**** Passage
I am seeing these uninvited guests everywhere in my reactions to my son’s social life (I use the term loosely, adjusted for pandemic inflation). At a playground hang with a few of his preschool friends, I found myself thinking thoughts that could have been stripped word-for-word from the pages of my middle-school diary. “Are those girls by the slide talking shit about him? You can trust one girl, but you can’t trust two!” Calling a five-year-old the “c word” under your breath is not a good look, mom.
My friend is writing a book on why white and/or privileged parents so often use their money or connections or entitlement to keep their kids out of underperforming schools, even the ones in their own neighborhoods. I ask her what advice she would give parents who want to fight this urge. “Actually go the schools,” she says. Visit them. Twice if you can. “And,” she adds, “remember that your child isn’t you.”
I’ll say it again, if only for my own sake. Remember that your child isn’t you. As my husband and I look towards Kindergarten next Fall, I am considering writing this mantra on my mirror in lipstick (oh wait, my daughter has eaten all of my lipstick). I went to an “underperforming” public school and I never felt challenged. I thought learning was a thing where you do the bare minimum required to please others and then go hang out in the bathroom. I still do.
But according to my friend, my child is NOT ME. Despite understanding the perspectives of strange children all the time, for a living, it is an incredible effort for me to think about my child as his own being. If this kid isn’t me, then who the hell is he? What kind of school might work for him? Does he give a shit about two friends whispering about him on the playground? Are eight fucking jam-packed themed nights of Hannukah, perhaps, completely overwhelming to him?
********
**** Data for analysis
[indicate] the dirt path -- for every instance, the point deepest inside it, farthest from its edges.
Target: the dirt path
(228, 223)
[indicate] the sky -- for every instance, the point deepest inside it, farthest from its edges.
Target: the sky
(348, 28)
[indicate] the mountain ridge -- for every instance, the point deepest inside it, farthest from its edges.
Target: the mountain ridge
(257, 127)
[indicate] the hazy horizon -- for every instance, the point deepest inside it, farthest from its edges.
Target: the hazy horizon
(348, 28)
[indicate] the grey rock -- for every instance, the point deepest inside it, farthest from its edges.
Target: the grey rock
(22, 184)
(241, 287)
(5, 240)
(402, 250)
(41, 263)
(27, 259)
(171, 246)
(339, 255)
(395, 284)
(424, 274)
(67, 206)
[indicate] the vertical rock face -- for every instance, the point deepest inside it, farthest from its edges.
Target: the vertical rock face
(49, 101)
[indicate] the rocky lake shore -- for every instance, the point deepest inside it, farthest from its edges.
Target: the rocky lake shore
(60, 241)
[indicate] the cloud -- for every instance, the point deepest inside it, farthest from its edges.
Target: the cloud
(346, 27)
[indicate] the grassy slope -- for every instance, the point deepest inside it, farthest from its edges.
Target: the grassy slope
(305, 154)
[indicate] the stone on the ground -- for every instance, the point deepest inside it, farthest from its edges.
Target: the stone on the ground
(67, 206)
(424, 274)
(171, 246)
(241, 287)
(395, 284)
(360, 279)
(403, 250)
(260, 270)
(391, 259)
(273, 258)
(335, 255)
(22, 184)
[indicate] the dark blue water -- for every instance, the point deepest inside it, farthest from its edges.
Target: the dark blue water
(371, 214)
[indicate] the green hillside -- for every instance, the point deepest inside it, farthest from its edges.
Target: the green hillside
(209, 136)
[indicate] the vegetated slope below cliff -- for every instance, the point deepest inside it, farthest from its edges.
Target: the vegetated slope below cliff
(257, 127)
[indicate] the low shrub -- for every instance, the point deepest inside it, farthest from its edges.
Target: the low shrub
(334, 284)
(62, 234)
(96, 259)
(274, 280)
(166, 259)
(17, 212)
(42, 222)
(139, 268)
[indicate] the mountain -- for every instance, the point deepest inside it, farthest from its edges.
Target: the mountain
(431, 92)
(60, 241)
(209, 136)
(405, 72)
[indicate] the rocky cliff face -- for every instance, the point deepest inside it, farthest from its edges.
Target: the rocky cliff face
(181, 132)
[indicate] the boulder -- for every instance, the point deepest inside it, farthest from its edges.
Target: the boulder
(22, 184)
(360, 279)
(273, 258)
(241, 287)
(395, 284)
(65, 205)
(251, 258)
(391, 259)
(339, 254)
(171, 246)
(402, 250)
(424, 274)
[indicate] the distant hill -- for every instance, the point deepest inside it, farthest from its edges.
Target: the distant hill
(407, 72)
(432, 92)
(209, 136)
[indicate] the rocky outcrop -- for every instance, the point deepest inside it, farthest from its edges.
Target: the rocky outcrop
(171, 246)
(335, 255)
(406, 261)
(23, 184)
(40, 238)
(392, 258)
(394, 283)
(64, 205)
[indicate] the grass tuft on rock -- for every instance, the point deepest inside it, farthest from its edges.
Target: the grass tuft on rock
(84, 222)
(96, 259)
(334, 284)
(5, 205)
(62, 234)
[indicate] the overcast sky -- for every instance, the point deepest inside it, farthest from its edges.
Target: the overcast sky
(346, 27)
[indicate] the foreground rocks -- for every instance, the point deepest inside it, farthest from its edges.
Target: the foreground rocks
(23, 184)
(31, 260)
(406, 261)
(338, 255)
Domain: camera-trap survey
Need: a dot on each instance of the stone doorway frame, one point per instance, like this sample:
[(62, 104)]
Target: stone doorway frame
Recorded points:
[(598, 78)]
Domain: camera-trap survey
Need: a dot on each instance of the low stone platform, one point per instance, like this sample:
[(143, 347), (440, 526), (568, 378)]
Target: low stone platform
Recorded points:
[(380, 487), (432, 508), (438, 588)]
********
◆ Exercises to complete ◆
(1) Does the essay about parenting agree with each statement? Answer yes or no and quote the deciding words. (a) The friend tells parents to visit the schools. (b) The writer felt challenged at the public school the writer attended. (c) The writer's daughter ate all of the writer's lipstick.
(2) What questions does the writer ask about the child in the last paragraph of the essay about parenting?
(3) Write what comes next in the essay about parenting, picking up after its last sentence.
Nothing in the listing matters for this.

◆ Responses in order ◆
(1)
(a) Yes: "Visit them. Twice if you can."
(b) No: "I never felt challenged."
(c) Yes: "my daughter has eaten all of my lipstick"

(2)
- "If this kid isn't me, then who the hell is he?"
- "What kind of school might work for him?"
- "Does he give a shit about two friends whispering about him on the playground?"
- "Are eight fucking jam-packed themed nights of Hannukah, perhaps, completely overwhelming to him?"

(3)
When I’ve worked in schools, and the school team has gotten stuck in some dynamic with a parent, some intractable rift, it’s not uncommon, when we try to push through it and get compassionate enough, that the parent ends up admitting that something from their own educational history has been making them afraid or distrustful. They displayed “problem behaviors” that were misunderstood by their teachers, they hated math, they had a classmate who had what we are suggesting their child has and it means something to them already, something bad.
Why we do this to ourselves? To our children? I do understand, cognitively, that my children are different people from me. They have different bodies (that creepy thing about their cells still being in you even after you’ve given birth notwithstanding), different personalities, different definitions of the term “quiet time.” But even after spending years and years studying child development and working with hundreds and hundreds of other children, the strongest messages about what a child does and doesn’t need to be happy come from my own, single, experience. In research they would say, that’s an “N of 1.” Bad statistics.
Selma, Edna, and Vivian go on to assure us that “brief intrusions” are tolerable and shouldn’t require us to seek “clinical services.” I am heartened by that, because I trust women with names as fabulous as these, and because I know that I am not alone in this experience as a parent. But, as I go through the portal into the new world, I wonder if I can leave just a smidgen of my baggage behind. And for Christmas, I think I’m gonna let my kids make the plans.
Happy last night of Hannukah. Now go on, ghosts, shoo.
I've finally made it. J/K, but honestly, love this. It is endlessly fascinating and stupidly surprising to me over and over again how different we each really are. It's strange to know my kids almost better than myself, and still not really understand them.